_Problem to work on_. Edit the records below from the line containing "Find the **red" through the end of the records, replacing "red canoe" with "green canoe" and changing nothing else. Give back only those lines.

-- start of Supplied records --

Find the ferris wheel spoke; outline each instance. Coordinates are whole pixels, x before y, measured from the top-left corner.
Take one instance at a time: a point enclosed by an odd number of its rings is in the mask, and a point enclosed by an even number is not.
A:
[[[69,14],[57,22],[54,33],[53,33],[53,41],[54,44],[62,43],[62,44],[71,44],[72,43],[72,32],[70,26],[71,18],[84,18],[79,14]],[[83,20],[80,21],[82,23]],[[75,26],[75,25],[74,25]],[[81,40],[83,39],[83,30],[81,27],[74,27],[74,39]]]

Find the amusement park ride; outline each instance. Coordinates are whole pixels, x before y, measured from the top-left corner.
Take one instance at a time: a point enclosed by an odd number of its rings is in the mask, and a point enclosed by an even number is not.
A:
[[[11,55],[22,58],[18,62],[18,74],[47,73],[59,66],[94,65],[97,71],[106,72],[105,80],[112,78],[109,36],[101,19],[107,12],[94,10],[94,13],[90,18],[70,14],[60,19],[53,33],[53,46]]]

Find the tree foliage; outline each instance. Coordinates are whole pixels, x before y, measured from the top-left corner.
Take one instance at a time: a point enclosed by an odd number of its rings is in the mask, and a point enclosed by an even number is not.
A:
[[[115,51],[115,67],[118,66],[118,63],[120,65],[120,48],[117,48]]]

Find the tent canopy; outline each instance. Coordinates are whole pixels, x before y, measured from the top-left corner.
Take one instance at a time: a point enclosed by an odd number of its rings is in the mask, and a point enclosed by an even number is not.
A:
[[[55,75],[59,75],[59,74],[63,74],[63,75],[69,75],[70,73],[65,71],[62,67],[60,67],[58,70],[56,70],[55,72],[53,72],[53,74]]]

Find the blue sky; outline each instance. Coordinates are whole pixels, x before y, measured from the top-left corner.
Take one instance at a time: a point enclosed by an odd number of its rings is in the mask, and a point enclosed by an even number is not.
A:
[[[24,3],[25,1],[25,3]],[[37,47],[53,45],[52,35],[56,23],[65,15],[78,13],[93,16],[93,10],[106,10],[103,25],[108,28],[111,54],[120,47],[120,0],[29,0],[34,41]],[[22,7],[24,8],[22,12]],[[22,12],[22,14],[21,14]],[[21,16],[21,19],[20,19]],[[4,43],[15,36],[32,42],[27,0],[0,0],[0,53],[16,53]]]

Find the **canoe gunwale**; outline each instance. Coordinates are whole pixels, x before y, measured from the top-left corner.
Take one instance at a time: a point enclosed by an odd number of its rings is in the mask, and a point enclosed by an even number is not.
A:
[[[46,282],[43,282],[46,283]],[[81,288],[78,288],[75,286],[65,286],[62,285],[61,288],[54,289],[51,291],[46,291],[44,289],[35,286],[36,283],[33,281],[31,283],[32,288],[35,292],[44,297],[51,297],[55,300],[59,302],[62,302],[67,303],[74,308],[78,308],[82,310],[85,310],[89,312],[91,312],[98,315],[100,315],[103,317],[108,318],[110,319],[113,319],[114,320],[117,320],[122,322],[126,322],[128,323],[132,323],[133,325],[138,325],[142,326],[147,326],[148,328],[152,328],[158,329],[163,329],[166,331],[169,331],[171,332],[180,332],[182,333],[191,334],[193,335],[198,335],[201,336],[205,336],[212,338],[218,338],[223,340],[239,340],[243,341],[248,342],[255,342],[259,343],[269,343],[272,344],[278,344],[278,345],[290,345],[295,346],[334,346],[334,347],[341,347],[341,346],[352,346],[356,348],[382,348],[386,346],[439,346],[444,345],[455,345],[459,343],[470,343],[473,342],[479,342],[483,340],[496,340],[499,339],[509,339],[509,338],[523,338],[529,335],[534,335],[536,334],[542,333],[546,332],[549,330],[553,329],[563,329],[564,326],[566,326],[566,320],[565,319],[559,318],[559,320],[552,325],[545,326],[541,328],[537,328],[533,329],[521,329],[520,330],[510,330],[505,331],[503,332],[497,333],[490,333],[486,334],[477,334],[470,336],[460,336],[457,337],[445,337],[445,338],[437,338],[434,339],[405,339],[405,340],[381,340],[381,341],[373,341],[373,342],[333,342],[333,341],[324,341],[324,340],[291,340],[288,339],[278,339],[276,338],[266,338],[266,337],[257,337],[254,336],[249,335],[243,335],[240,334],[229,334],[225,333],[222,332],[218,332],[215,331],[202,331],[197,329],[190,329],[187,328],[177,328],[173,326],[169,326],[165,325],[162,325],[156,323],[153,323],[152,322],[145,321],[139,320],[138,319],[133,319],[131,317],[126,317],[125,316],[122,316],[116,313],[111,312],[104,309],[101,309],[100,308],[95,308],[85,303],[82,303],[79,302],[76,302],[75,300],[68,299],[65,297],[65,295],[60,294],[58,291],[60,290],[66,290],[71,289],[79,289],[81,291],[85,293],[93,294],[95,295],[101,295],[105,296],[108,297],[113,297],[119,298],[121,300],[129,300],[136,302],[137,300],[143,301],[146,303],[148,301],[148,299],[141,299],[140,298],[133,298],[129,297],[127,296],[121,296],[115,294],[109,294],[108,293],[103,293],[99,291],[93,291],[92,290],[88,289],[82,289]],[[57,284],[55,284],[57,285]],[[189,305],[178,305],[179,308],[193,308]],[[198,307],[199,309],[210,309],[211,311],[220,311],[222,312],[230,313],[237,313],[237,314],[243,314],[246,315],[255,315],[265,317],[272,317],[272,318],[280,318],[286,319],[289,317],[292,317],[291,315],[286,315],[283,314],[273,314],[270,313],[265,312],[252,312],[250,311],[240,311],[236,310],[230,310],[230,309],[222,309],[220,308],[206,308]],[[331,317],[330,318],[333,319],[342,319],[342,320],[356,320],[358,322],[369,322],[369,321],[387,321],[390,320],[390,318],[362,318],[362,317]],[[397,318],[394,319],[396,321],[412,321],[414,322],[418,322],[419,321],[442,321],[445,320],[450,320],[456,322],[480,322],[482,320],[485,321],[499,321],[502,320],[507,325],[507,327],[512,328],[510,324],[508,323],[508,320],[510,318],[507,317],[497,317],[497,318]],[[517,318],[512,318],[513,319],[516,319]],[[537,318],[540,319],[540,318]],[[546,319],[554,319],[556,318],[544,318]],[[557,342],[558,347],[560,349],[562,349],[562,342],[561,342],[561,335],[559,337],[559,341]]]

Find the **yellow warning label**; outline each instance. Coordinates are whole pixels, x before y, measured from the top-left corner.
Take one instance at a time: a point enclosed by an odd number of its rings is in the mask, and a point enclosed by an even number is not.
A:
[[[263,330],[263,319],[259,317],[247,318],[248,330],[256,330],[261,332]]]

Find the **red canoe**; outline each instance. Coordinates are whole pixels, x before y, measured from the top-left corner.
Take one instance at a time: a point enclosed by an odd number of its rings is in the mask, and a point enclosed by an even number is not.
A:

-- end of Supplied records --

_In response_.
Find the **green canoe**; outline each instance. Coordinates are whole pixels, x before y, measured from the top-left corner.
Take one instance at a time: a point enclosed by an odd number of its rings is in the mask, and a point enclosed by an even number is not.
A:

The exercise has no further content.